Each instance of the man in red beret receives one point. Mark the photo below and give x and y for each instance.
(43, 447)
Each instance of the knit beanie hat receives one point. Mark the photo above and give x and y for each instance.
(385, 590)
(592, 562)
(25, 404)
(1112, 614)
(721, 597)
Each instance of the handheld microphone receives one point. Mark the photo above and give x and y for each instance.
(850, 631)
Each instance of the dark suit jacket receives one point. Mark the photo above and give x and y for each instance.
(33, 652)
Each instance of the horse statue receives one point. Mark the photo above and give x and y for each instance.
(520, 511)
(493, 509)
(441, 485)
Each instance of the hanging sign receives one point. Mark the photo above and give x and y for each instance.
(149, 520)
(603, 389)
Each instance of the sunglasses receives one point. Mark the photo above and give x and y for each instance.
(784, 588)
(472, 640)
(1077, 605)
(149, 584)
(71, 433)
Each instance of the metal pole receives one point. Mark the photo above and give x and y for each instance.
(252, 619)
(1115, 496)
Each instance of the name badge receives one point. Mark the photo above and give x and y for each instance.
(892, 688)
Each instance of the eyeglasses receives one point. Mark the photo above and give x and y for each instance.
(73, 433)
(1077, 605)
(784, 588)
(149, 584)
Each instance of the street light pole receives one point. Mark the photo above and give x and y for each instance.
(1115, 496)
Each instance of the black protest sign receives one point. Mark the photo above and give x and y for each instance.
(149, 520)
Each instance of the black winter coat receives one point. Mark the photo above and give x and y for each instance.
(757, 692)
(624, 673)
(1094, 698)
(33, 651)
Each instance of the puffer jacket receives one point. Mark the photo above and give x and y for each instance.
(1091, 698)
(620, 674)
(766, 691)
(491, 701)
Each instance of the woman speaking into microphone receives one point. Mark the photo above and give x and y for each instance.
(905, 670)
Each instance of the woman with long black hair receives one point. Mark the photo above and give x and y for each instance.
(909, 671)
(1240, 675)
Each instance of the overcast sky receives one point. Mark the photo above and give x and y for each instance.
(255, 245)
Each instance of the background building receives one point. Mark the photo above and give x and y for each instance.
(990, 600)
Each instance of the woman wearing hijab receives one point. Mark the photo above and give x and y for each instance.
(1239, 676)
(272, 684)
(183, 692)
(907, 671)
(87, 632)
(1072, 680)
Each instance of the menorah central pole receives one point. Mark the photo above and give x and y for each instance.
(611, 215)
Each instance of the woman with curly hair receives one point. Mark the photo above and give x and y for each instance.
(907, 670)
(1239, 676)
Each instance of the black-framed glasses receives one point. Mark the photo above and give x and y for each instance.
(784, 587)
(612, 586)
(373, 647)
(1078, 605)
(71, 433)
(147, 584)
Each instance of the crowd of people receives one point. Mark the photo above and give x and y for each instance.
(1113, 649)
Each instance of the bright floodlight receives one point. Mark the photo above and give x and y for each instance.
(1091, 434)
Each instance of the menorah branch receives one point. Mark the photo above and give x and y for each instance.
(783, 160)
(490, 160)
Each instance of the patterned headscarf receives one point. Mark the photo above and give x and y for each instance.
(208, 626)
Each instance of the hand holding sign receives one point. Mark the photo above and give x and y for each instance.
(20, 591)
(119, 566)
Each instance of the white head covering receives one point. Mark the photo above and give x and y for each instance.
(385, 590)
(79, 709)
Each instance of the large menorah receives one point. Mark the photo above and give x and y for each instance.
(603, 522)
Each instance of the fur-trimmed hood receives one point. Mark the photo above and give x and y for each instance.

^^^^^^^^

Convert the lines above into a two-column Markdown table headed No. and Line, numbering each line and leaving out blank ones. Begin at the line that contains "Each instance of the menorah central" and stop after the line that contains "(1113, 649)".

| No. | Line |
|---|---|
| 1 | Each instance of the menorah central pole receives one point. Mark the photo above and give x and y for each instance. |
| 2 | (611, 215) |
| 3 | Each instance of the woman with curly hair receives one point. Mark the photo above and give x and y for each instance. |
| 4 | (907, 670) |
| 5 | (1239, 676) |
| 6 | Each instance of the black-framed glasses receives one point. Mark the photo above and give x and y for each instance. |
| 7 | (784, 587) |
| 8 | (612, 586) |
| 9 | (373, 647) |
| 10 | (1078, 605) |
| 11 | (71, 433) |
| 12 | (147, 584) |
| 13 | Each instance of the crowd of people receives one point. Mark the photo above and give x and y for each instance. |
| 14 | (1113, 649) |